▶ [Problem] Print the following lines again word for word, covering all the records.

Records from a point-labeling set
* * * * * * * * *
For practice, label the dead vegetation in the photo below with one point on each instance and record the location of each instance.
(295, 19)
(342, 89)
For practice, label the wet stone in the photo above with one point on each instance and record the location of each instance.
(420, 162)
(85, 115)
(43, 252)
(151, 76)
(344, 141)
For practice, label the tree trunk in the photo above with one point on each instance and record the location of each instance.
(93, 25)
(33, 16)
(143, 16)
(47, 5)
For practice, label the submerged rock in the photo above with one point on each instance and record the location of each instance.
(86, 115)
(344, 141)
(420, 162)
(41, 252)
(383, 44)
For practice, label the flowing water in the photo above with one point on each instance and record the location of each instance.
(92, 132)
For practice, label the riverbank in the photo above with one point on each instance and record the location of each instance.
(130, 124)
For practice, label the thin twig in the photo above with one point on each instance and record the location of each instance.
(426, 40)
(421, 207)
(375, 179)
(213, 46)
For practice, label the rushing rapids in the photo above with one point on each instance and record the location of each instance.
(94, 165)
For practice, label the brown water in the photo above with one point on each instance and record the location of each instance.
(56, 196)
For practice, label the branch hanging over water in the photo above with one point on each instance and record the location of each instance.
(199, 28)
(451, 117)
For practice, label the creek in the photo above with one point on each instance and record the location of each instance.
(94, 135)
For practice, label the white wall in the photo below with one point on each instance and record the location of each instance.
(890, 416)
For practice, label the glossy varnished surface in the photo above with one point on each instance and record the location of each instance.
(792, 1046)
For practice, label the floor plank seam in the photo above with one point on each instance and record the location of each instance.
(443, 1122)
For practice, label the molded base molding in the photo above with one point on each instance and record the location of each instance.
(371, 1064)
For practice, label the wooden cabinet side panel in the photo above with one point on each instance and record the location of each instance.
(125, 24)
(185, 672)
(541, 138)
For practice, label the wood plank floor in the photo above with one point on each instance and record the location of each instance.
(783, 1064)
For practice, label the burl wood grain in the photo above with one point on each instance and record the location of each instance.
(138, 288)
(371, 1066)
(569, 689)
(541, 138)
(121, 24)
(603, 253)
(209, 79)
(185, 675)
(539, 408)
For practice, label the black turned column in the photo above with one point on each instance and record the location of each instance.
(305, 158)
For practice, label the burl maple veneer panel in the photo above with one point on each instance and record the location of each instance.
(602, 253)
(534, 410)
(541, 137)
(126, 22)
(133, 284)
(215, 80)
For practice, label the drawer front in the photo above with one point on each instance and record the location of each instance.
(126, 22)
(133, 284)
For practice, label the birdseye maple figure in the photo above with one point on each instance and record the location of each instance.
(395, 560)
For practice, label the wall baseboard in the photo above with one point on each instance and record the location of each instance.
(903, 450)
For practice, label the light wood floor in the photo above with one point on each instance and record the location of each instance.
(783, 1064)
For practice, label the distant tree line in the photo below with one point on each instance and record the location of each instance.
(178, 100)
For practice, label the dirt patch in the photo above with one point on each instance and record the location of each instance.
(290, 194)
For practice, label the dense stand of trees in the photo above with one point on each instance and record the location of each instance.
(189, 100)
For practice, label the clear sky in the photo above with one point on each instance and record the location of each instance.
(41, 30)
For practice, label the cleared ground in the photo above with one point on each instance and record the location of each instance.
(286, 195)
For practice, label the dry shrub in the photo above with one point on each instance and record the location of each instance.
* * * * * * * * *
▶ [Result]
For practice, label the dead vegetation in the photo below with one point on each instance and record the location of each instance.
(295, 19)
(342, 89)
For practice, label the wet stone in the photo above with one point on each instance and record the location of each instance.
(420, 162)
(85, 115)
(43, 252)
(151, 76)
(344, 141)
For practice, label the tree trunk in the photo above with one point on each instance and record the location of each instance.
(93, 25)
(33, 16)
(143, 16)
(47, 5)
For practice, label the submerged rock in the photo above with one point on each instance and record the location of each instance.
(86, 115)
(344, 141)
(420, 162)
(41, 252)
(383, 44)
For practice, label the flowing water in the photo above with one point on each instance and record the location of each instance.
(92, 132)
For practice, label the riverbank in the photo above with one point on each instance and record the location of each instance.
(130, 124)
For practice, label the thin twig in the photo above with one point on each instance and record the location of each instance.
(426, 40)
(421, 207)
(375, 179)
(213, 46)
For practice, label the rushing rapids in the photo above with one point on each instance and record the location of each instance.
(94, 165)
For practice, label the brown water in the photo above with one point on each instance and record the location of each instance.
(56, 196)
For practice, label the branch hanging over water in the photo above with one point on each instance and record the location of each instance.
(199, 28)
(451, 117)
For practice, label the creek in the photo above with one point on each instance and record the location of each instance.
(94, 135)
For practice, label the white wall in the photo below with one point on each instance and record the location of each instance.
(890, 416)
For practice, label the glossy varnished surface in the photo above with one point on each instance and record the location of each instance.
(792, 1046)
For practice, label the floor plank seam in the photo above with one point on each instance and record the location of each instance.
(443, 1122)
For practice, label the molded base molding in the photo above with one point on each instance and record the location of each instance.
(371, 1064)
For practice, label the wooden cabinet side panel in the photo above with one point on each instance and record the location of each instance.
(125, 24)
(185, 672)
(541, 138)
For practice, label the wood plank floor in the photo above with one point on each instance and record the location of each instance.
(783, 1064)
For practice, label the burl wood grain in the photo above with one point on each instance and record the location of each instance.
(138, 288)
(371, 1066)
(569, 689)
(541, 138)
(121, 24)
(603, 253)
(209, 79)
(185, 675)
(539, 408)
For practice, label the black turned column in the photo above with one point on each instance and record the location of each instance.
(305, 158)
For practice, label the burl maple veneer panel in the photo above with one point on each instance and record the location of each instance.
(602, 253)
(534, 410)
(541, 137)
(126, 22)
(133, 284)
(215, 80)
For practice, label the drawer front in the photo above with one point on each instance and record the location of each instance.
(126, 22)
(133, 284)
For practice, label the birdseye maple figure in the photo above with one point on each instance and record the location of each instance.
(395, 560)
For practice, label the wall baseboard in the photo above with one point on each instance and record the location of each instance.
(903, 450)
For practice, label the light wood floor in the photo above with one point on each instance and record the location of each instance.
(783, 1064)
For practice, label the distant tree line in the photo below with one point on each instance and record the location of each instance.
(178, 100)
For practice, label the dirt patch in the photo above with one point on each instance and record the location of each instance.
(290, 194)
For practice, label the dense stand of trees in the photo above with one point on each instance and record the location of each instance.
(189, 100)
For practice, label the clear sky in the photo above with one point on each instance and record the location of each instance.
(41, 30)
For practice, label the cleared ground in the photo above with one point on each instance and record the location of each instance.
(286, 195)
For practice, label the dry shrub in the photo above with one point on each instance and record the location of each instance.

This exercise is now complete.